• **What to produce**
Retype all of the data shown below, keeping every character the same.

• **Information given**
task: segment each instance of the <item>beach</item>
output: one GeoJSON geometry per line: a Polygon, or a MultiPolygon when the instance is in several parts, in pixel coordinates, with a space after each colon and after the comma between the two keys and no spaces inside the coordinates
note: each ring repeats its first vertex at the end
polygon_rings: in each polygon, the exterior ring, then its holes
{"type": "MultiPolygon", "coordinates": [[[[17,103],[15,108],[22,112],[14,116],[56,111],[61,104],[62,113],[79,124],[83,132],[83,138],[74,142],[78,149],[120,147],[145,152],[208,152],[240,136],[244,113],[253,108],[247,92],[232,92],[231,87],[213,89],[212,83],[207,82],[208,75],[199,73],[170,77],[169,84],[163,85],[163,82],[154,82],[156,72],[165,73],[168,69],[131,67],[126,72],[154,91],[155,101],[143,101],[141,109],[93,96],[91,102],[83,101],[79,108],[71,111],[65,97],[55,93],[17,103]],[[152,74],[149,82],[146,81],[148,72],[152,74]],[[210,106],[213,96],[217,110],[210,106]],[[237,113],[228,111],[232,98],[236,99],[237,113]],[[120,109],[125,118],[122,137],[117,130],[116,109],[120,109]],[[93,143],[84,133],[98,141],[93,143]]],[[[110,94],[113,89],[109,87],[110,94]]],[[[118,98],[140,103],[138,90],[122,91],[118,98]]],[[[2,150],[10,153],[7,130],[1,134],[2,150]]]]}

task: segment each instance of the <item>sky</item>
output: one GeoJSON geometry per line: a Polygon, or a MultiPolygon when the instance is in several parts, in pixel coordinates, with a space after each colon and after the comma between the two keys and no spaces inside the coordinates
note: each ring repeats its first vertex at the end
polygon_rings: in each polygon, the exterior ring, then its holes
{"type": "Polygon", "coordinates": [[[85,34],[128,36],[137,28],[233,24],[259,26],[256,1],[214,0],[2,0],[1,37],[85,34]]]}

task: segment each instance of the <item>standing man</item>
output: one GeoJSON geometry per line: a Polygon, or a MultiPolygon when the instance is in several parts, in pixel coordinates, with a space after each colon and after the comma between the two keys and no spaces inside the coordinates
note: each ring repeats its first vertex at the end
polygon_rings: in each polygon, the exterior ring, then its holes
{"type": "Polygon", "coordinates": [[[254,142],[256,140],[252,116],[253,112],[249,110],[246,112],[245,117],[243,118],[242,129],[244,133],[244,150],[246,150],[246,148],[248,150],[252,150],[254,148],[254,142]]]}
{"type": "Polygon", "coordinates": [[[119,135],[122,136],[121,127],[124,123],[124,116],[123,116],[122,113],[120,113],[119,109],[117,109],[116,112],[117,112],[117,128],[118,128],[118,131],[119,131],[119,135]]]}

• **Answer to this problem**
task: segment each instance of the <item>beach</item>
output: one GeoJSON geometry per line: a Polygon, or a MultiPolygon when the instance is in several parts, in pixel coordinates, with a space after each colon and after the comma between the two keys and no spaces inside the coordinates
note: each ring repeats its first vertex at the end
polygon_rings: in each polygon, the exterior ring, then its holes
{"type": "MultiPolygon", "coordinates": [[[[17,103],[15,108],[22,112],[14,116],[56,111],[61,104],[62,113],[79,124],[83,132],[83,138],[74,142],[78,149],[120,147],[145,152],[208,152],[240,136],[244,113],[253,108],[247,92],[232,92],[231,87],[213,89],[212,83],[207,82],[208,75],[199,73],[170,77],[169,84],[163,85],[163,82],[154,82],[156,72],[165,73],[168,69],[131,67],[126,72],[154,91],[155,101],[143,101],[141,109],[93,96],[91,102],[83,101],[79,108],[71,111],[65,97],[55,93],[17,103]],[[152,74],[149,82],[146,81],[148,72],[152,74]],[[210,106],[213,96],[217,110],[210,106]],[[237,113],[228,111],[232,98],[236,99],[237,113]],[[120,109],[125,118],[122,137],[117,130],[116,109],[120,109]],[[93,143],[84,133],[98,141],[93,143]]],[[[110,94],[113,89],[109,87],[110,94]]],[[[118,98],[140,103],[138,90],[122,91],[118,98]]],[[[2,150],[10,153],[7,130],[1,134],[2,150]]]]}

task: segment each instance of the <item>sky</item>
output: one GeoJSON geometry per line: a Polygon, or a MultiPolygon when the instance is in several parts, in pixel coordinates, with a space after each colon and after the comma between the two keys and no spaces inside the coordinates
note: each ring repeats its first vertex at the end
polygon_rings: in each polygon, the exterior ring, then its holes
{"type": "Polygon", "coordinates": [[[85,34],[128,36],[137,28],[233,24],[259,26],[256,1],[214,0],[2,0],[1,37],[85,34]]]}

task: segment each instance of the <item>standing man</item>
output: one GeoJSON geometry per line: a Polygon, or a MultiPolygon when the instance is in several parts, in pixel coordinates, with a space after each colon and after the comma between the two keys and no spaces inside the coordinates
note: each ring repeats its first vertex at the end
polygon_rings: in each polygon, the exterior ring, then its holes
{"type": "Polygon", "coordinates": [[[254,142],[256,140],[252,116],[253,112],[249,110],[246,112],[245,117],[243,118],[242,129],[244,133],[244,150],[246,150],[246,148],[248,150],[252,150],[254,148],[254,142]]]}
{"type": "Polygon", "coordinates": [[[119,135],[122,136],[121,127],[124,123],[124,116],[123,116],[122,113],[120,113],[119,109],[117,109],[116,112],[117,112],[117,128],[118,128],[118,131],[119,131],[119,135]]]}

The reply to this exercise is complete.